WORK TASK:
From the entries below, return every line that includes the word "orange".
(MATERIAL SHOWN)
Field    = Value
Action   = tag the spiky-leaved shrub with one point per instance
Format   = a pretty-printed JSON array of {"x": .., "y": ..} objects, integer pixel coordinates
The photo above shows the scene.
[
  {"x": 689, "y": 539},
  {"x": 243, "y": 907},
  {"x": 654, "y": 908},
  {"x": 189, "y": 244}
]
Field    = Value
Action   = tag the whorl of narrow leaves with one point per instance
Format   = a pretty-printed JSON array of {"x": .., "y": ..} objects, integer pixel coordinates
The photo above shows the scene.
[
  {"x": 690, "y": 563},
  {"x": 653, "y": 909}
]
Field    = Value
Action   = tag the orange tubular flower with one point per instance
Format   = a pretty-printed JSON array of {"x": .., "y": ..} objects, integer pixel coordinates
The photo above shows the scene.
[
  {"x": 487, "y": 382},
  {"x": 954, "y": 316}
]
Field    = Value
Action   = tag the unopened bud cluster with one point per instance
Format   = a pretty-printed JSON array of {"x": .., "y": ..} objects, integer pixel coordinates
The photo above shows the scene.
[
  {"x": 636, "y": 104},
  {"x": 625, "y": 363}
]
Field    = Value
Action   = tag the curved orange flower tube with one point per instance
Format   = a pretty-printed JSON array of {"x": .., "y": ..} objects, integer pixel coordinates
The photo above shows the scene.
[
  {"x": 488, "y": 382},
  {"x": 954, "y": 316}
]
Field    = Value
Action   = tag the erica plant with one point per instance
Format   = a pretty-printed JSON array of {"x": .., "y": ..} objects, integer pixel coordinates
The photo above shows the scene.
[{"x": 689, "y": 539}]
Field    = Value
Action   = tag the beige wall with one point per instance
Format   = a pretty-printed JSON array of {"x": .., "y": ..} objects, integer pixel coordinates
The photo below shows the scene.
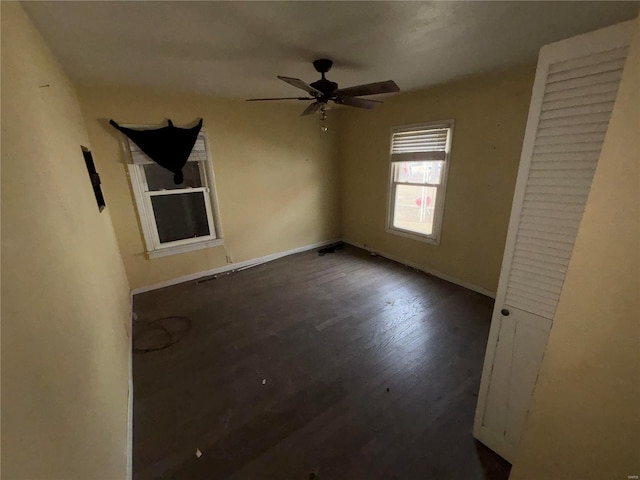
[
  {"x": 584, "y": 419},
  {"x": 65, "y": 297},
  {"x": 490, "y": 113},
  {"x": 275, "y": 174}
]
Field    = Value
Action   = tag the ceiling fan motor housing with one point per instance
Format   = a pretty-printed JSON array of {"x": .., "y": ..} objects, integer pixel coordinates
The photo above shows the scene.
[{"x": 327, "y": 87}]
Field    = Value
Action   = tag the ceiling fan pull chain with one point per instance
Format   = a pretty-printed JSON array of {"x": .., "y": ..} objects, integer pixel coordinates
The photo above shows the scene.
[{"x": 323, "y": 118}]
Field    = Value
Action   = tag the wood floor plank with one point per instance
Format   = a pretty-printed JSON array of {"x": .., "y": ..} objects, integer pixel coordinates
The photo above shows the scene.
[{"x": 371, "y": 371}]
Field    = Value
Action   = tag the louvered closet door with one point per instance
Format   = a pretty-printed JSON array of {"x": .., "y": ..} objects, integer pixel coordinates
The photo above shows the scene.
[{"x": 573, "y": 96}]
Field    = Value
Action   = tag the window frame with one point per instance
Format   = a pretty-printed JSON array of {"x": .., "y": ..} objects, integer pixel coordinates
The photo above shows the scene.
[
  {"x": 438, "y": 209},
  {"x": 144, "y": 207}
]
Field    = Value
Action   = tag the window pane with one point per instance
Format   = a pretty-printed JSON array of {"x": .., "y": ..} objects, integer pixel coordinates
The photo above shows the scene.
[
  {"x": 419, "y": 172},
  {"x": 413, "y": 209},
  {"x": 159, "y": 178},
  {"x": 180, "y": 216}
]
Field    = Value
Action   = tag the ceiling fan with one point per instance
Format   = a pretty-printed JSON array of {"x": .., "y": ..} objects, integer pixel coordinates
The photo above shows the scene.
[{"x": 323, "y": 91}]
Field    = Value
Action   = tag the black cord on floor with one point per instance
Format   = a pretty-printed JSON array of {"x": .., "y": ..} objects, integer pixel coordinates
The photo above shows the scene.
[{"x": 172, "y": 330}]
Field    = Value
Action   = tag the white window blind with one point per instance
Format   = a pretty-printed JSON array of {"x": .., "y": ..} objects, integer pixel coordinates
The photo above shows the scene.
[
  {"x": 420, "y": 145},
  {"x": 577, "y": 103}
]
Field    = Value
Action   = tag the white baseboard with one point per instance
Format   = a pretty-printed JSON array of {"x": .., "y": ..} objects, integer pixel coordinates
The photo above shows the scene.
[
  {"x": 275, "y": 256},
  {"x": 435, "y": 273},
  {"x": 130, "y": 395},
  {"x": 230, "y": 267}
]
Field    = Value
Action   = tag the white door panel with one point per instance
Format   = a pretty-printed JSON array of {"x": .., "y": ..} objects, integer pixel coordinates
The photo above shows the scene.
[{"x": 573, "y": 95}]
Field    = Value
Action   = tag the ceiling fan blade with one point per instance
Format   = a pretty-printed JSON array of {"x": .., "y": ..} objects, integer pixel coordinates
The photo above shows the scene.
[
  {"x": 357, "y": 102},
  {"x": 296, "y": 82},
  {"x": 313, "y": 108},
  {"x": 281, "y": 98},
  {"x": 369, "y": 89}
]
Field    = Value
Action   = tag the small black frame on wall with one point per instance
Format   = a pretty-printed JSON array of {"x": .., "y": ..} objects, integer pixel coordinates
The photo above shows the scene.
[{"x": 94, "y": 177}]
(End MATERIAL SHOWN)
(MATERIAL SHOWN)
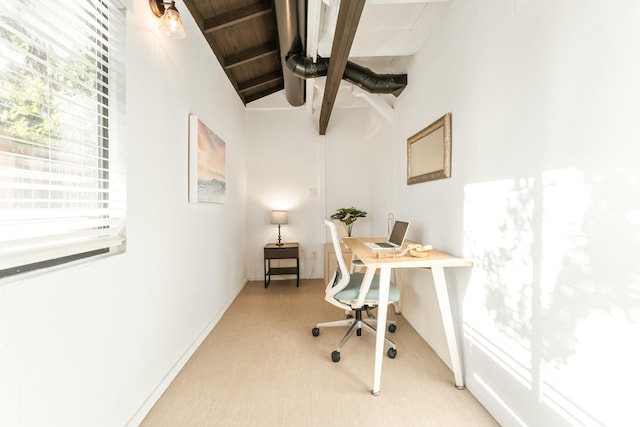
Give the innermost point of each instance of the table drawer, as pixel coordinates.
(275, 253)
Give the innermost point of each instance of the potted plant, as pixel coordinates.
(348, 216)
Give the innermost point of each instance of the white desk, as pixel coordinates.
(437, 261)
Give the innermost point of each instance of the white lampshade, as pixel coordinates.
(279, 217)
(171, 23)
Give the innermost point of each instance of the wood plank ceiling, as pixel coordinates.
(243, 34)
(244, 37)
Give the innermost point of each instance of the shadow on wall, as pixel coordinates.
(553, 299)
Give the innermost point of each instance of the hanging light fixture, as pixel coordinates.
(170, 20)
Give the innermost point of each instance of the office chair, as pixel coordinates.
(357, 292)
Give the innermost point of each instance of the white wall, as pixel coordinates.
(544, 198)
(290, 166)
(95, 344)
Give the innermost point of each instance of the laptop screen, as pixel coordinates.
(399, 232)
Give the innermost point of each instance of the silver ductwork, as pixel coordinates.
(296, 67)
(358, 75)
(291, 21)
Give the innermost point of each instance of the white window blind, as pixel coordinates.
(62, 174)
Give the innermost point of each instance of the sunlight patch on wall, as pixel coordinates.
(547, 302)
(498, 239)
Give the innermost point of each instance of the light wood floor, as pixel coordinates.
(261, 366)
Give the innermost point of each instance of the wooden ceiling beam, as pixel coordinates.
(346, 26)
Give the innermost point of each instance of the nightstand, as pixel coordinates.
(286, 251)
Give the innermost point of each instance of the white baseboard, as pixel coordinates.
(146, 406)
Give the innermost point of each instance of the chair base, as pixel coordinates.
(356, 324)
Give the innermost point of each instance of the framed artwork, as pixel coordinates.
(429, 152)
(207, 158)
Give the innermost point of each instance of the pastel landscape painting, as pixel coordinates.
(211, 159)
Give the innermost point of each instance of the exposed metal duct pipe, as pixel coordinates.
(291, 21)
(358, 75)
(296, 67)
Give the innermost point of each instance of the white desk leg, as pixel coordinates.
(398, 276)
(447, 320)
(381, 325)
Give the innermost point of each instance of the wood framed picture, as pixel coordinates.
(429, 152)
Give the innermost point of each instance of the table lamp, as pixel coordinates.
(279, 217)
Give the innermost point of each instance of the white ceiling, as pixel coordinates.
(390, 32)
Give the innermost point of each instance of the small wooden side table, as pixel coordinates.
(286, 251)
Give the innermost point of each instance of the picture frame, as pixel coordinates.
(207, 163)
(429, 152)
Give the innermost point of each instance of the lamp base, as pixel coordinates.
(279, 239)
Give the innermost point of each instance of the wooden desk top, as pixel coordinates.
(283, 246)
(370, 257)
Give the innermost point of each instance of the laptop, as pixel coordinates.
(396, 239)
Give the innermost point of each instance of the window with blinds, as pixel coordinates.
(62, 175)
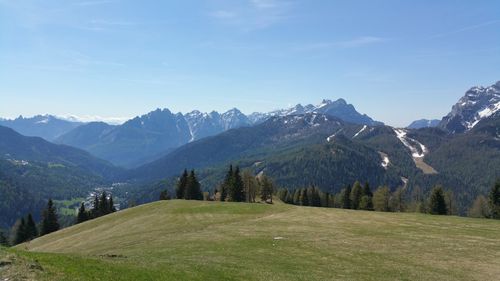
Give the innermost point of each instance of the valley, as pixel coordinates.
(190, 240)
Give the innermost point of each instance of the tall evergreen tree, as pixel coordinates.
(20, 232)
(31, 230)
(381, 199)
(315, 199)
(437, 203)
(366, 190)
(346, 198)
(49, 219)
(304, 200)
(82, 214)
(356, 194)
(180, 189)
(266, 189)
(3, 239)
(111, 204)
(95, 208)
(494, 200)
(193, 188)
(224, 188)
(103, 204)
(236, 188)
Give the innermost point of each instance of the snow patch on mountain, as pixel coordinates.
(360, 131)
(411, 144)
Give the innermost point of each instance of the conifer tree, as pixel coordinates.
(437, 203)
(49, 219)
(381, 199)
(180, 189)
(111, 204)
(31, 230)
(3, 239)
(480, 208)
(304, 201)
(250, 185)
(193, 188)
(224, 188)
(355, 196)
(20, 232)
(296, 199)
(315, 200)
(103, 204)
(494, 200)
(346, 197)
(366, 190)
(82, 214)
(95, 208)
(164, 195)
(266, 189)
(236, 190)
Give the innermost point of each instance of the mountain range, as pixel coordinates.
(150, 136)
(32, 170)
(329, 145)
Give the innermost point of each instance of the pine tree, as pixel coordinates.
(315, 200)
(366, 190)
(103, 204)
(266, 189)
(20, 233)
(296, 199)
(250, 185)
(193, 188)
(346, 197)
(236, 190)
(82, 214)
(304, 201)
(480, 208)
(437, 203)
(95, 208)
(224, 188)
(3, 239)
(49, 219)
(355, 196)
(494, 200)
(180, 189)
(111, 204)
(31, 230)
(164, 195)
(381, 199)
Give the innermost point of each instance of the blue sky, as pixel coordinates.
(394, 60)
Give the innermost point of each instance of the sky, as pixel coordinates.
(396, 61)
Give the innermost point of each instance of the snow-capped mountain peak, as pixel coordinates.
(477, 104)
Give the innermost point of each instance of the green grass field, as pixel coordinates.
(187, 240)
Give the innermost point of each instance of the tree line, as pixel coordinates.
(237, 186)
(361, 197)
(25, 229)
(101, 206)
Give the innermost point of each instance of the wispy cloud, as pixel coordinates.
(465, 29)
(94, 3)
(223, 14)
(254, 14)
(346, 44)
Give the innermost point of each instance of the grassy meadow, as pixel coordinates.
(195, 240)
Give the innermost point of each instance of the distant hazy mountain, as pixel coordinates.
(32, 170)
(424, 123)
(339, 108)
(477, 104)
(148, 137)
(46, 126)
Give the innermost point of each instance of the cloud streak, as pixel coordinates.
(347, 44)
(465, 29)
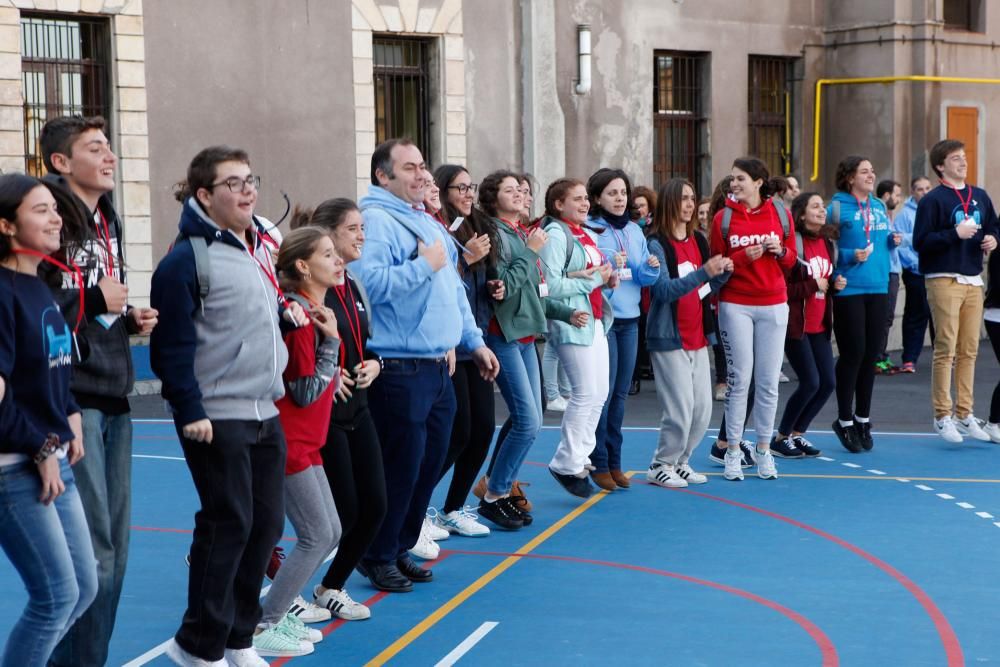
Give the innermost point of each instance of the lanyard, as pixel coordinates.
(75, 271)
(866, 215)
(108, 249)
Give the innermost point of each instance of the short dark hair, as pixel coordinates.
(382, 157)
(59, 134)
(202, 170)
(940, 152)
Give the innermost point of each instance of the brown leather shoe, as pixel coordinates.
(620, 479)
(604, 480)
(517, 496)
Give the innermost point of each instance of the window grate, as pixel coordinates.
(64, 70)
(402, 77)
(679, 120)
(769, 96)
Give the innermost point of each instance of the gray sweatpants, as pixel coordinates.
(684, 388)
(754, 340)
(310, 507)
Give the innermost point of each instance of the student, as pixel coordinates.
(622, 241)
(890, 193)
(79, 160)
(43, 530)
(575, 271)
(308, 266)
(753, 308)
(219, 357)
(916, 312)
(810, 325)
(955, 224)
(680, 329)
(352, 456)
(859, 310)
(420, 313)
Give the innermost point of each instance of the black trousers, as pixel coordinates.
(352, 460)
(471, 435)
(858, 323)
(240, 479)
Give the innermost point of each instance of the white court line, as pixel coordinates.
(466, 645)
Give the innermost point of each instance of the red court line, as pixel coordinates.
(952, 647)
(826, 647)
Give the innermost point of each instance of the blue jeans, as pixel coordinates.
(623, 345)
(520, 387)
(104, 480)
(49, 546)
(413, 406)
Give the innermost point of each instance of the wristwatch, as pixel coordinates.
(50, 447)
(End MATERIAL SHOWN)
REPLY TO THE EXERCISE:
Action   = tag the orange tubular flower with one point per instance
Action   = tag the curved orange flower tube with one point per instance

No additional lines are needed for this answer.